> **WHAT IS ASKED**:
Please render the records as a numbered list, from the start of the records up to and including the line that contains "50L230 51L231 37L249", leaving out any blank lines.
— START RECORDS SUPPLIED —
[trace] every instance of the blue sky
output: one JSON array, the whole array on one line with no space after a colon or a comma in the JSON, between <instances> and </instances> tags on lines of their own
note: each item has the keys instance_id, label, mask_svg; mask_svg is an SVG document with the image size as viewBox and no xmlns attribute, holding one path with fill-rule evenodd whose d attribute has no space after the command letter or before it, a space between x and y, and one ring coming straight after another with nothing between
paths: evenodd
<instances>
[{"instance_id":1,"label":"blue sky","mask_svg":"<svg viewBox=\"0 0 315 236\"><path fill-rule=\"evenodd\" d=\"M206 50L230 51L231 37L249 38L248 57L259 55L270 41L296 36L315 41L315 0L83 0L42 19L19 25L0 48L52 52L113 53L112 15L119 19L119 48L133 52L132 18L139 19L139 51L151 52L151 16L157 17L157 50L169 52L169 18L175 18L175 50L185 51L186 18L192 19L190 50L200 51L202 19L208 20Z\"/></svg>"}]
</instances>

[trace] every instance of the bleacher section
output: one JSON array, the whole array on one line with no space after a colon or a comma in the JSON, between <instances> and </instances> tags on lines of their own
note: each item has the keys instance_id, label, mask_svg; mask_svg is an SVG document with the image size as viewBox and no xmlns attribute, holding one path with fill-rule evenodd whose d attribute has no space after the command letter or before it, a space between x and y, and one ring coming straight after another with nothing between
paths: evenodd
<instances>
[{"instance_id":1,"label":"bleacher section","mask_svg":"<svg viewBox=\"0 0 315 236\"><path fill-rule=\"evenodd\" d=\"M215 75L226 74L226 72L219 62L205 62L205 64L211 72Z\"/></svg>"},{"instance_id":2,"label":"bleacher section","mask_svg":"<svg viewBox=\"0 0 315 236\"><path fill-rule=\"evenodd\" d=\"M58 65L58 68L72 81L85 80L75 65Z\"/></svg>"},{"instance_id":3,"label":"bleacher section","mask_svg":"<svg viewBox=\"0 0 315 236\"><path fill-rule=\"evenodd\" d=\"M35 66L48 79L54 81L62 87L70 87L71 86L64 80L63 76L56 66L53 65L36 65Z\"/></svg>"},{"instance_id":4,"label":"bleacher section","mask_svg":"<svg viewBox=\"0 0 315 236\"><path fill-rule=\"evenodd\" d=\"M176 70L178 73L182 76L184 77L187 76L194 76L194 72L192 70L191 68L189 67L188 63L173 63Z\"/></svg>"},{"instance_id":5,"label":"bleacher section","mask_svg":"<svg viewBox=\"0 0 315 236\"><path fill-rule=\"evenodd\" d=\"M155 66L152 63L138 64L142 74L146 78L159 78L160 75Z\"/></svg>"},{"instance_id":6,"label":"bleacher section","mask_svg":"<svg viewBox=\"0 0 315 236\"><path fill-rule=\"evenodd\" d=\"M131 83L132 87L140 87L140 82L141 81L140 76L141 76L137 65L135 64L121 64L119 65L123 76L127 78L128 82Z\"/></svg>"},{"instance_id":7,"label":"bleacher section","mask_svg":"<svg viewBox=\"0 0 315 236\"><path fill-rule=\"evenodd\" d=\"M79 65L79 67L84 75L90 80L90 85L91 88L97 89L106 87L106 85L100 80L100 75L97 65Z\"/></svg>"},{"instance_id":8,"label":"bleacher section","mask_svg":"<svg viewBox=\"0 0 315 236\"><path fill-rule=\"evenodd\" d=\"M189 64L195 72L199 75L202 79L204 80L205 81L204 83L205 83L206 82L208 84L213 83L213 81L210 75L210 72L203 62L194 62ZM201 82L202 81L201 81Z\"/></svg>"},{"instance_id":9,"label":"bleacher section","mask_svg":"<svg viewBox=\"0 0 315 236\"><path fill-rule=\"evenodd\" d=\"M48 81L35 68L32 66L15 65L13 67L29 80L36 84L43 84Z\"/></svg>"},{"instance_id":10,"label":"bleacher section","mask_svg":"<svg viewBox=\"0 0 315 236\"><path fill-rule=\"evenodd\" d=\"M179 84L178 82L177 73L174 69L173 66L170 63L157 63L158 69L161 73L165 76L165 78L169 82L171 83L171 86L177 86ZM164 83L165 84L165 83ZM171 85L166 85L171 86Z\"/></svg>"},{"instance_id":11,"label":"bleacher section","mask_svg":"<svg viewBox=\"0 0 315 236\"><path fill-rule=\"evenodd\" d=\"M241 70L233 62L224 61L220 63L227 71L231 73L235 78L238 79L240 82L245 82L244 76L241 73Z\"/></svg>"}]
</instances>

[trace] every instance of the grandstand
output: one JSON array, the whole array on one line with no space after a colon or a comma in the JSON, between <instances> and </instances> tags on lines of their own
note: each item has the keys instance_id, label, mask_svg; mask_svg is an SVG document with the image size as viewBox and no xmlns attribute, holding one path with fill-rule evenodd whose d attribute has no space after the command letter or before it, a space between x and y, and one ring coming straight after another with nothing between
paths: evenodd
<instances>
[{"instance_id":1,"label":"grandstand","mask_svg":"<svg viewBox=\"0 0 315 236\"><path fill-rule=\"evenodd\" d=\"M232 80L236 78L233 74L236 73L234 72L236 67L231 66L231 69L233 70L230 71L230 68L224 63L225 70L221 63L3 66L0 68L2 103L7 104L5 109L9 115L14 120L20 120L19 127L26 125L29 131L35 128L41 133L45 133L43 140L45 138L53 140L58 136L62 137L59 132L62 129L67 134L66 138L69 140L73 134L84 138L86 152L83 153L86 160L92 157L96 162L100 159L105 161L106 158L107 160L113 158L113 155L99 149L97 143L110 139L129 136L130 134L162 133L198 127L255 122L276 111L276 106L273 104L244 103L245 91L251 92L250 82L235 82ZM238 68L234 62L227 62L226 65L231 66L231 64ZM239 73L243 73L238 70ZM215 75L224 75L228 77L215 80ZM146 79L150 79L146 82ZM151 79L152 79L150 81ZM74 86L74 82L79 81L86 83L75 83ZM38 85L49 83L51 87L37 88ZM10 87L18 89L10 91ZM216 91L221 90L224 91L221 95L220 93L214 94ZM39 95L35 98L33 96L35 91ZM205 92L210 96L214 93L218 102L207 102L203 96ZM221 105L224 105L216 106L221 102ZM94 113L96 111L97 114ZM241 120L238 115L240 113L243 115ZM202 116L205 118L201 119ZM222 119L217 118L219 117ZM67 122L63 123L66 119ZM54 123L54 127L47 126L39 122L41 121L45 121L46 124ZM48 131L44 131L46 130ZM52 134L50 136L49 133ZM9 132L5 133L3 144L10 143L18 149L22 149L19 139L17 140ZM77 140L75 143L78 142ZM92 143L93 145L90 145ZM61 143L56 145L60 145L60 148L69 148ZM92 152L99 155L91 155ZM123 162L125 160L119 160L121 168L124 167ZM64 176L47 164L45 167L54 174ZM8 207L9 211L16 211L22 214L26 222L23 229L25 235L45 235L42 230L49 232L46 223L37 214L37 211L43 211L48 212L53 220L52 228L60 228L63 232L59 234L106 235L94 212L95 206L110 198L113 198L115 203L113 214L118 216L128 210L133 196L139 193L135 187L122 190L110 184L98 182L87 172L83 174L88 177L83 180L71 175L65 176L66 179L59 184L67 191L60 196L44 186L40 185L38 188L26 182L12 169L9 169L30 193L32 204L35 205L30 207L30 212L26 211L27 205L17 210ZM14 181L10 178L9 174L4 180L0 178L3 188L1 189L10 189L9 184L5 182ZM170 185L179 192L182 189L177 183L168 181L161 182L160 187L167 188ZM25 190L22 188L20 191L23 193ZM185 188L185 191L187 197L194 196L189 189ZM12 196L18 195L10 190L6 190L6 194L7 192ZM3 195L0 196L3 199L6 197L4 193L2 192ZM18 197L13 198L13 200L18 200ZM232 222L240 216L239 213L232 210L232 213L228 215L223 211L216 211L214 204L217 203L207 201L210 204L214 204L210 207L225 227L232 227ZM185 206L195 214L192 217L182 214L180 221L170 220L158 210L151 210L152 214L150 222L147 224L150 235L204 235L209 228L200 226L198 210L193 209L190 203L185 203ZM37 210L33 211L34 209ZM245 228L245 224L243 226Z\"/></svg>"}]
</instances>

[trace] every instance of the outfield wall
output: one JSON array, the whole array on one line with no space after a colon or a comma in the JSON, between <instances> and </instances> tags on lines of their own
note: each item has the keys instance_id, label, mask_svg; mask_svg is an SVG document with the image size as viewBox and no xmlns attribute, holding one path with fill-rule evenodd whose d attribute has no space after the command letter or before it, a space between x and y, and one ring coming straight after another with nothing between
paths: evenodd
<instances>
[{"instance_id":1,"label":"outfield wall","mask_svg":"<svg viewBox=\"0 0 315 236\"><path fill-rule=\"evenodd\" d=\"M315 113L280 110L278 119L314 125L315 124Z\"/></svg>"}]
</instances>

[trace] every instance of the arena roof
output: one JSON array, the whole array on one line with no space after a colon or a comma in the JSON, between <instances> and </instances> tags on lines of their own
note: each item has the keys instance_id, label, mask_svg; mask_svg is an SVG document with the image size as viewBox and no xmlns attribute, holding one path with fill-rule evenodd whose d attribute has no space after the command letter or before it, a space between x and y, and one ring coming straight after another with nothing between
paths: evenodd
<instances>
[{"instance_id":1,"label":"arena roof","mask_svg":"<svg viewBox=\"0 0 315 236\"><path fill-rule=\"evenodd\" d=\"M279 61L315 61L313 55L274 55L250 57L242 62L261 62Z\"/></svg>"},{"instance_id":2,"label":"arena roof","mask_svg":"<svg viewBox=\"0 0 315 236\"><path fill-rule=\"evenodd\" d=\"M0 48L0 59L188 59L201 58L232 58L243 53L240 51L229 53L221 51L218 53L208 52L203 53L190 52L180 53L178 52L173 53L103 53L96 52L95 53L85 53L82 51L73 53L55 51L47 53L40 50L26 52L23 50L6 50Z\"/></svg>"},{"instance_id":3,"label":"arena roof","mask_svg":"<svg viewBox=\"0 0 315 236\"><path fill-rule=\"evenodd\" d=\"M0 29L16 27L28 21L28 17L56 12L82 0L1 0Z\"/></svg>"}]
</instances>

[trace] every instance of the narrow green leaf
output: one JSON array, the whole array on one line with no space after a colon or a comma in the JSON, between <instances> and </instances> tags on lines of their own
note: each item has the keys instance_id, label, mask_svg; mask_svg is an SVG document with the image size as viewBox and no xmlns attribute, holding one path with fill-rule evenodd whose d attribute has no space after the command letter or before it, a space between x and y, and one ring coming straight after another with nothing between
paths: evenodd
— END RECORDS SUPPLIED —
> **CORRECT RESULT**:
1. [trace] every instance of the blue sky
2. output: one JSON array, the whole array on one line with no space after a colon or a comma in the JSON, between <instances> and </instances> tags on lines of their own
3. note: each item has the keys instance_id, label, mask_svg; mask_svg is an SVG document with the image size as viewBox and no xmlns attribute, holding one path with fill-rule evenodd whose d attribute has no space after the command letter or before it, a space between x and y, and one ring coming straight after another with nothing between
4. paths: evenodd
5. <instances>
6. [{"instance_id":1,"label":"blue sky","mask_svg":"<svg viewBox=\"0 0 315 236\"><path fill-rule=\"evenodd\" d=\"M206 50L230 51L231 37L249 38L248 57L259 55L270 41L296 36L315 41L315 0L83 0L42 19L19 25L0 48L52 52L113 53L112 15L119 19L119 48L133 52L132 18L139 19L139 51L151 52L151 16L157 17L157 50L169 52L169 18L175 18L175 50L185 51L186 18L192 19L190 50L200 51L202 19L208 20Z\"/></svg>"}]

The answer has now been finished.